[[ Data to process, beginning ]]

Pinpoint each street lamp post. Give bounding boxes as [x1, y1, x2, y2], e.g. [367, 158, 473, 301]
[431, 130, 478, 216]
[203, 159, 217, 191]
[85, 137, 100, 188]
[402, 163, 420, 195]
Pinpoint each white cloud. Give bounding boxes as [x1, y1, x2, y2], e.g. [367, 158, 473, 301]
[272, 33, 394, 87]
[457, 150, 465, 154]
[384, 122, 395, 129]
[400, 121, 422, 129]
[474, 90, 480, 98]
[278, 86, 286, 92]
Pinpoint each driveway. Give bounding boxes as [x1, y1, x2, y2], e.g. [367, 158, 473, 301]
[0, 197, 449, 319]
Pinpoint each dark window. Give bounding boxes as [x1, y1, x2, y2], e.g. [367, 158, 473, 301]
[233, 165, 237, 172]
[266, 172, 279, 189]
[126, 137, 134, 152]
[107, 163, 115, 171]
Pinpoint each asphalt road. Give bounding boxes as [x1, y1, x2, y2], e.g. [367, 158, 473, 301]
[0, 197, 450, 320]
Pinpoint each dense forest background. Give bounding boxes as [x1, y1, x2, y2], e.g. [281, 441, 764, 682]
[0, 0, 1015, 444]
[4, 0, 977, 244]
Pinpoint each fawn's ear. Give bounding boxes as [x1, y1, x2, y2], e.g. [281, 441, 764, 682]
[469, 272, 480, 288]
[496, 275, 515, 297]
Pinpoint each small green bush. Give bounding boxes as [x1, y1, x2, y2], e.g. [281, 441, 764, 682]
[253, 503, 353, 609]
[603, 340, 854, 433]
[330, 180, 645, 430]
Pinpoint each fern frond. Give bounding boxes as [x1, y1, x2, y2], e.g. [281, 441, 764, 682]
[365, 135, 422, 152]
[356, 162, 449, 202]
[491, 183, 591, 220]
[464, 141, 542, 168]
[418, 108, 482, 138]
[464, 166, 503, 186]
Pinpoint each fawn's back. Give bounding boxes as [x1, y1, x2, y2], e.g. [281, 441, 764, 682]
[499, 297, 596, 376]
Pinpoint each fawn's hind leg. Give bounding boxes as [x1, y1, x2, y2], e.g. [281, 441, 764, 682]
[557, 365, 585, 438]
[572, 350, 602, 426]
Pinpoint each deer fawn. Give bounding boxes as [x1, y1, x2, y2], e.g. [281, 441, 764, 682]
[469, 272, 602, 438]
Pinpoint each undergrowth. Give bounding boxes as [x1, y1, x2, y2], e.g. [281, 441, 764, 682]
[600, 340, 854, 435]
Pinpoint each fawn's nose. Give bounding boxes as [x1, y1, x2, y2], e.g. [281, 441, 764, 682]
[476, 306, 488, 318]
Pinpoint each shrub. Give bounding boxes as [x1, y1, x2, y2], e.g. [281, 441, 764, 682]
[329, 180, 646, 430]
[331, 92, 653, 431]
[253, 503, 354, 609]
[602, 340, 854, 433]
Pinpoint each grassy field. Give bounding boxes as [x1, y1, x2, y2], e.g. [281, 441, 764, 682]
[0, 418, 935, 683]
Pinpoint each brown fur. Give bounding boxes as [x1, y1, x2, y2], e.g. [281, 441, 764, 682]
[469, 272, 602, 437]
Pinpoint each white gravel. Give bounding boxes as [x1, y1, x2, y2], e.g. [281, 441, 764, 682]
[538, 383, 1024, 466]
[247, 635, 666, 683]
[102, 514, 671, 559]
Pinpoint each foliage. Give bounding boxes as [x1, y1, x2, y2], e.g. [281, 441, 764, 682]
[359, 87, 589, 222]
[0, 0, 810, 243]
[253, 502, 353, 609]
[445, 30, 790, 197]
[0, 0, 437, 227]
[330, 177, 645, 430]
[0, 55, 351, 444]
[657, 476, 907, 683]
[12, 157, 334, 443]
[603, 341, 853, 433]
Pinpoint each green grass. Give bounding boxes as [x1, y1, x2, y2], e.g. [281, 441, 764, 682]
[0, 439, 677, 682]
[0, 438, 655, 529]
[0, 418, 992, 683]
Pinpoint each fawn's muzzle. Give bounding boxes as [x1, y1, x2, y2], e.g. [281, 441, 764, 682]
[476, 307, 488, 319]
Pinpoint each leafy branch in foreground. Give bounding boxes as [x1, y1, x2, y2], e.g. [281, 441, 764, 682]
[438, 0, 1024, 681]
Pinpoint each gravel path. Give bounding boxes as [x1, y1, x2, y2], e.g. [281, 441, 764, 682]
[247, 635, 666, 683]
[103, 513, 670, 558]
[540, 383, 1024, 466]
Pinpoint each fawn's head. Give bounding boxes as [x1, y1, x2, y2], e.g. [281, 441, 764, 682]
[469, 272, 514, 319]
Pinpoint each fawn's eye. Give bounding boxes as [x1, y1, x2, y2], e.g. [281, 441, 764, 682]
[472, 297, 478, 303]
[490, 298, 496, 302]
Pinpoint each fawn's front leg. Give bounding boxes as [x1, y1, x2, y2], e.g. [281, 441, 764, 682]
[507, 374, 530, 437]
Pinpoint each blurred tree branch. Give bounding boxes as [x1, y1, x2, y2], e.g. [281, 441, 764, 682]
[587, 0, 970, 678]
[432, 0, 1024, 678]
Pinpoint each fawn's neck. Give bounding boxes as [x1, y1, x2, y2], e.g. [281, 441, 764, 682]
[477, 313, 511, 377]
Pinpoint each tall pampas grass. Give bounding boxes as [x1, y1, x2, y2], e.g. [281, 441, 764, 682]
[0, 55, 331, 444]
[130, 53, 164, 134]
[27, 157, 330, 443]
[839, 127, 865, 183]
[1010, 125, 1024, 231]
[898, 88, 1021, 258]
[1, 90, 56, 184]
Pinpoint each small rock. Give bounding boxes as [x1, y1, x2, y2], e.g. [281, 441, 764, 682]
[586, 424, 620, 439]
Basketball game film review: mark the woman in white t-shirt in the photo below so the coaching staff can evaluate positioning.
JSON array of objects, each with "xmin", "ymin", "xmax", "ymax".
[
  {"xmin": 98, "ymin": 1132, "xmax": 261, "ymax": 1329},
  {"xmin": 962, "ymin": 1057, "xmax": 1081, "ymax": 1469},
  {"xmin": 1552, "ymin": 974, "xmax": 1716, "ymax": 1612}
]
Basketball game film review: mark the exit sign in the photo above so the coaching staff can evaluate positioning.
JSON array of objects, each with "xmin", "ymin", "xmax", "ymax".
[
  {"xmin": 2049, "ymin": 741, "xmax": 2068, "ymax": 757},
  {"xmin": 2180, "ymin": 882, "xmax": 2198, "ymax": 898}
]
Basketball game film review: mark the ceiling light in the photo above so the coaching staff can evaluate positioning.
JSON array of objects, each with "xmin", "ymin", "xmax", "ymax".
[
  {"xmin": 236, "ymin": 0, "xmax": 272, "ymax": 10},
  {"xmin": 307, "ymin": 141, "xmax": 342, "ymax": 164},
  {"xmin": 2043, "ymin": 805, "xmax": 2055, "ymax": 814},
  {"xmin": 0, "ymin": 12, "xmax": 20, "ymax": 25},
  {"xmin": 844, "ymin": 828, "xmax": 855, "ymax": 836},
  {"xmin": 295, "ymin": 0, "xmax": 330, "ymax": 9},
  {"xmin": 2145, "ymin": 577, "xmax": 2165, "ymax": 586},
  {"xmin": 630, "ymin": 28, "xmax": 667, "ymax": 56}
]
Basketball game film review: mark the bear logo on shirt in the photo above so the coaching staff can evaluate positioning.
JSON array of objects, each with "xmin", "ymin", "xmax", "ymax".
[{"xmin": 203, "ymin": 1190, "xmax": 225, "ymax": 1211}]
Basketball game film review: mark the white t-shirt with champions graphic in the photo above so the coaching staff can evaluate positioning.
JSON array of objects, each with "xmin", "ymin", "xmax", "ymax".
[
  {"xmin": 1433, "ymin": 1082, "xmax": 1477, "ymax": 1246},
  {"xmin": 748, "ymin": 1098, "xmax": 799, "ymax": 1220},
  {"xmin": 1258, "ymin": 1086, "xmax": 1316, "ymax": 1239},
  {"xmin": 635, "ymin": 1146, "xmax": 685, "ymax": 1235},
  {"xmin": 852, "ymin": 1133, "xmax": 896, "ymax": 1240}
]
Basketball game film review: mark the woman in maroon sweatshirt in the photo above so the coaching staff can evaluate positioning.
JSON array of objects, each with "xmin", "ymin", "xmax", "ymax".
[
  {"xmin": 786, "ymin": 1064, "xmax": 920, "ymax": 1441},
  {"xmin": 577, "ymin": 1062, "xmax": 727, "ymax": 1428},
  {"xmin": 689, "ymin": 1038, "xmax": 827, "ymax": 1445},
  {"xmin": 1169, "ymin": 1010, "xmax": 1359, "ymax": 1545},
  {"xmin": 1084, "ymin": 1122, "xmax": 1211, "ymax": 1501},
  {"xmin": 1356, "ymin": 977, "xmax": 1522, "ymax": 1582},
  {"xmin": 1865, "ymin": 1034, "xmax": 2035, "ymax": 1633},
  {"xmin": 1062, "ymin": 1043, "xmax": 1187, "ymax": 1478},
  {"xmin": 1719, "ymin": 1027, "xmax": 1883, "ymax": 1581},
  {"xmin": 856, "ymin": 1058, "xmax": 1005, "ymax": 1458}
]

[[ Data to process, end ]]

# What to produce
Tell how many lines above include "woman", and add no other text.

# The completed task
2